___ SOURCE MATERIAL ___

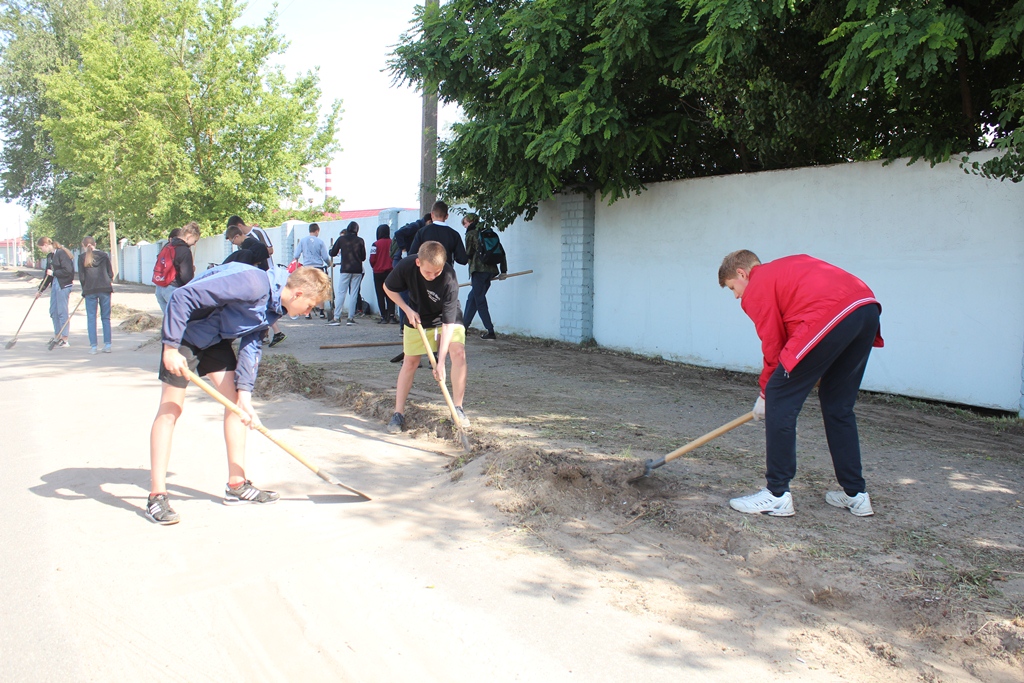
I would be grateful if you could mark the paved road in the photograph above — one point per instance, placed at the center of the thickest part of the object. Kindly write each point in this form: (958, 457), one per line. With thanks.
(425, 583)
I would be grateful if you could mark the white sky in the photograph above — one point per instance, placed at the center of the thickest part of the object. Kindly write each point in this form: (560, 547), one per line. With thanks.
(379, 132)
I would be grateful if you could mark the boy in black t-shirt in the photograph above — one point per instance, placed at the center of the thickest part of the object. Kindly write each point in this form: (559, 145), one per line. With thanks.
(433, 294)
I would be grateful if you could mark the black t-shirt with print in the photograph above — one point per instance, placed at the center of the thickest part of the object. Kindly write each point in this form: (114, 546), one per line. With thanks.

___

EXERCISE REQUIREMENTS. Please turn all of the rows above into a numbered list, skipping blank lines and leaving out the pictures.

WRITTEN RESPONSE.
1. I would be grateful if you could mark the paved road in the photograph above — one point per instance, placed at the center of the thickest part of the object. Kindly write each point in this form: (958, 457), one per line. With thanks.
2. (425, 583)
3. I would be grateful if you could mark the white sky in the photograph above — one point per instance, placed at the center of the thickest part of the object. Kindly write each point in this form: (560, 547), one per line. With thanks.
4. (379, 132)
5. I would be grateful if you could mark the boy in black t-shirt in the photograph above — one point per instance, placed at the center of the thickest part of the object. Kindly write each point in this form: (559, 145), one per line. With thanks.
6. (433, 294)
7. I would be grateful if you could mark the black t-shirt with print in the photograph above — one point per instance, placed at the center of the thickest part of the object. Kindly write each point in this form: (114, 546), one per line. With thanks.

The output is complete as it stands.